::: EXCERPT TO READ

We know that plants and animals make up the coral reefs, and that they all have an important and special place in the community. They each eat certain kinds of foods, and each is also a source of food for others. Certain plants and animals have special relationships with other species so that they cannot live without them. All coral reef communities are systems that are balanced. All of the parts of the system have a special place and function. In a system all things are related, and all of the plants and animals of the reef depend on one another and its surroundings.
All members of the community can be classified as either producers, organisms that produce energy, generally from photosynthesis (these are plants and plant-like organisms), and consumers,organisms that consume energy by eating other organisms (these are animals and fungi).
Producers are very important and are the base of the food chain. This is because all of the energy comes from them. On coral reefs there are three major types of producers: blue-green algae, seaweeds, and reef-building corals.
Reef-building or stony corals have a very special relationship with tiny plant-like organisms. These are called zooxanthellae. The zooxanthellae live in the corals' tissues, and share mutual benefits. So, the corals are producers because the zooxanthellae provide nutrients through photosynthesis to the corals. As a result, many corals live entirely off sunlight.
The producers are eaten by the consumers. You can find two types of primary consumers on the coral reefs. They are herbivores, animals that eat plants, and carnivores, animals that eat animals. There are some special carnivores that eat corals. These carnivores are called corallivores.
The sea urchin is an example of a herbivore as a consumer:
Sea urchins are the major herbivores on reefs and control the abundance of seaweeds by constantly grazing on them off rocky surfaces. There are many different species of sea urchins in Hawaiian reefs. The most common are rock boring sea urchins.

::::::

◆ PROBLEMS TO WORK ON:
1. In the coral reef passage, what name is given to carnivores that eat corals?
2. Name every major type of producer on coral reefs that the coral reef passage identifies.
3. Set down word for word the stretch of the coral reef passage from "The producers are" through "are called corallivores.".
Rely solely on the coral reef passage for your answers.

::: EXTRACTED MATERIAL

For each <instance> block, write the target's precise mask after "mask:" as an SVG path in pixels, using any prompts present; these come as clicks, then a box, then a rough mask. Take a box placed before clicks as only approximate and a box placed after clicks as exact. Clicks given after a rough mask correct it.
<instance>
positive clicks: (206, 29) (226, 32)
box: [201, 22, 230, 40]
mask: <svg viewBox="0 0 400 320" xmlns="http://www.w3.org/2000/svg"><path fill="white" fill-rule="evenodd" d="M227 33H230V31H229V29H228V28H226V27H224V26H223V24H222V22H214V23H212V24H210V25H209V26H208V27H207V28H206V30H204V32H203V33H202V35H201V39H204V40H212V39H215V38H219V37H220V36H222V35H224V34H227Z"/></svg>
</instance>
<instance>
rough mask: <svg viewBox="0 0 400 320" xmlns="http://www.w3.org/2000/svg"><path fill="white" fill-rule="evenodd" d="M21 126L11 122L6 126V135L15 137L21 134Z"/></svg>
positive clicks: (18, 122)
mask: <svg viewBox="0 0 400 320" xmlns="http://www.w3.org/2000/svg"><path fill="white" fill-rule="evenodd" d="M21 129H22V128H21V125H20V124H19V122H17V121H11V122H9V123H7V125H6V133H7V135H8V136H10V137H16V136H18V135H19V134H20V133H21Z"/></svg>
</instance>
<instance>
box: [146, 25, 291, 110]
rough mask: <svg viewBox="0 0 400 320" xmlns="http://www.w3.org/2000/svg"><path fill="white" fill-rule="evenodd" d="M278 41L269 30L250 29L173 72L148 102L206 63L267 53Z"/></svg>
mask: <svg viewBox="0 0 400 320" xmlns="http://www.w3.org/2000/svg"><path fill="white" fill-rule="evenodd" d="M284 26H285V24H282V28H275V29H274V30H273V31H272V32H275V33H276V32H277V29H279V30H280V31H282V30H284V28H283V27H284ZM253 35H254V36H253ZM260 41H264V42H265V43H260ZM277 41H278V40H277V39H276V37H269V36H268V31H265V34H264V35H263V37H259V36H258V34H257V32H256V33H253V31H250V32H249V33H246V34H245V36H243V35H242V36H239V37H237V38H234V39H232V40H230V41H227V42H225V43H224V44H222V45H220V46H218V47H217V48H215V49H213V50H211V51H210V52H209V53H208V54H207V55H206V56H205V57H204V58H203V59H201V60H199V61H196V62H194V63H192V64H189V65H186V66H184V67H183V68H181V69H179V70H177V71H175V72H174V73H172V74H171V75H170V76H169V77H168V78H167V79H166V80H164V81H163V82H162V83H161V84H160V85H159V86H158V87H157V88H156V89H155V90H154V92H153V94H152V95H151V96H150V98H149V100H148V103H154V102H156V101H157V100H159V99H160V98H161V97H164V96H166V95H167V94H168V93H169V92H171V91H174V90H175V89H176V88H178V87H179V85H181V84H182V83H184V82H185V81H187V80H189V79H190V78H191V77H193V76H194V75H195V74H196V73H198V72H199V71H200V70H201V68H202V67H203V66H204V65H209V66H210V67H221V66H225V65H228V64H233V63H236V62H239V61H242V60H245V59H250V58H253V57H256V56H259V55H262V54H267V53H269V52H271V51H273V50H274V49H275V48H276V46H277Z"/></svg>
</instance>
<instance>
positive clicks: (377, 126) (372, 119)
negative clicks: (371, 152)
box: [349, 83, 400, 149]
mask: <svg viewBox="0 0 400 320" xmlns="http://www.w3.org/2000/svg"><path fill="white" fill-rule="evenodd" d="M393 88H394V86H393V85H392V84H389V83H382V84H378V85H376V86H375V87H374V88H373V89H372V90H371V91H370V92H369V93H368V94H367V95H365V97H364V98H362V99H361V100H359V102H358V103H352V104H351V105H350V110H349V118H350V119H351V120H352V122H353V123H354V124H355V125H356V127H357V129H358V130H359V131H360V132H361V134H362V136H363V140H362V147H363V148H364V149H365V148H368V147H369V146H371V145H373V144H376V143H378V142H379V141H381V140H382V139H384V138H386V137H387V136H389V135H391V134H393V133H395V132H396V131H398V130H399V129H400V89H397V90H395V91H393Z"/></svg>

::::::

◆ RESULTS FOR THE EXERCISE:
1. Corallivores.

2. Blue-green algae, seaweeds, and reef-building corals.

3.
The producers are eaten by the consumers. You can find two types of primary consumers on the coral reefs. They are herbivores, animals that eat plants, and carnivores, animals that eat animals. There are some special carnivores that eat corals. These carnivores are called corallivores.